DOCUMENT SECTION
--- Start ---
I’m relatively new to stan and have a question regarding posterior predictive draws. I fitted the following hierarchical linear regression model and used the generated quantities block for posterior predictive draws. However, when I plot the densities of y and yrep, they differ a lot. Since I used N(0,1) as a prior for my parameters, I’m assuming this falls into the informative prior category and the model should be quite good at predicting outcomes.
data {
int<lower=0> N;
int<lower=0> K;
int group[N];
vector[N] y;
vector[N] x;
}
parameters {
vector[K] mu;
vector[K] beta;
real<lower=0> sigma;
real nu_mu;
real nu_beta;
real<lower=0> tau_mu;
real<lower=0> tau_beta;
}
model {
nu_mu ~ normal(0,1);
nu_b ~ normal(0,1);
tau_mu ~ gamma(1,1);
tau_b ~ gamma(1,1);
sigma ~ gamma(1,1);
mu ~ normal(nu_mu, tau_mu);
beta ~ normal(nu_b, tau_b);
for(n in 1:N)
--- End ---
YOUR TASKS
A) Revise the Stan forum post starting at "I’m relatively new" and ending at "at predicting outcomes.", putting "histograms" in place of "densities".
B) Based on the Stan forum post, is each statement true? (i) The poster is new to Stan. (ii) The prior on sigma is a normal distribution. (iii) The poster found that y and yrep look closely alike when plotted.
C) Resume the Stan forum post from the point where it stops.

DATA
--- Start ---
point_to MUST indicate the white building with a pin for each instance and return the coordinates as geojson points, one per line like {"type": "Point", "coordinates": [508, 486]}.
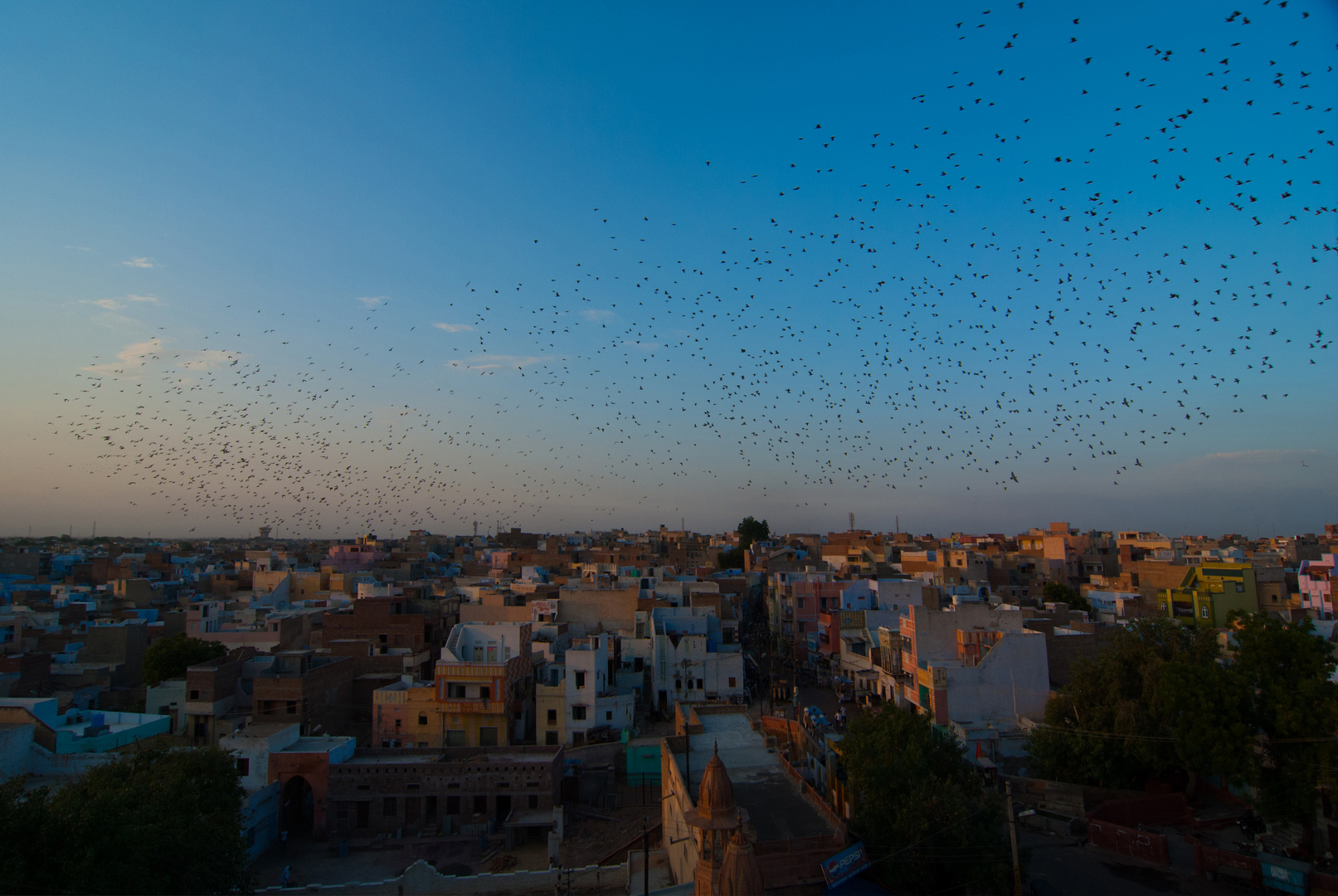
--- End ---
ANSWERS TO THE EXERCISE
A)
I’m relatively new to stan and have a question regarding posterior predictive draws. I fitted the following hierarchical linear regression model and used the generated quantities block for posterior predictive draws. However, when I plot the histograms of y and yrep, they differ a lot. Since I used N(0,1) as a prior for my parameters, I’m assuming this falls into the informative prior category and the model should be quite good at predicting outcomes.

B)
(i) Yes: "I’m relatively new to stan"
(ii) No: "sigma ~ gamma(1,1);"
(iii) No: "when I plot the densities of y and yrep, they differ a lot"

C)
y[n] ~ normal(mu[group[n]] + beta[group[n]]*x[n], sigma);
}
//posterior predictive draws
generated quantities {
vector[K] beta_pred;
vector[K] mu_pred;
vector[N] y_rep;
for (j in 1:Ngroup){
mu_pred[j] = normal_rng(nu_mu, tau_mu);
}
for (j in 1:Ngroup){
beta_pred[j] = normal_rng(nu_b, tau_b);
}
for (n in 1:N){
y_rep[n] = normal_rng(mu_pred[group[n]] + beta_pred[group[n]]*x[n], sigma);
}
}
//posterior predictive density plots
y_pred1 <-as.matrix(fit.4, pars="y_rep")
ppc_dens_overlay(rep(y,20), y_pred1[1:100,])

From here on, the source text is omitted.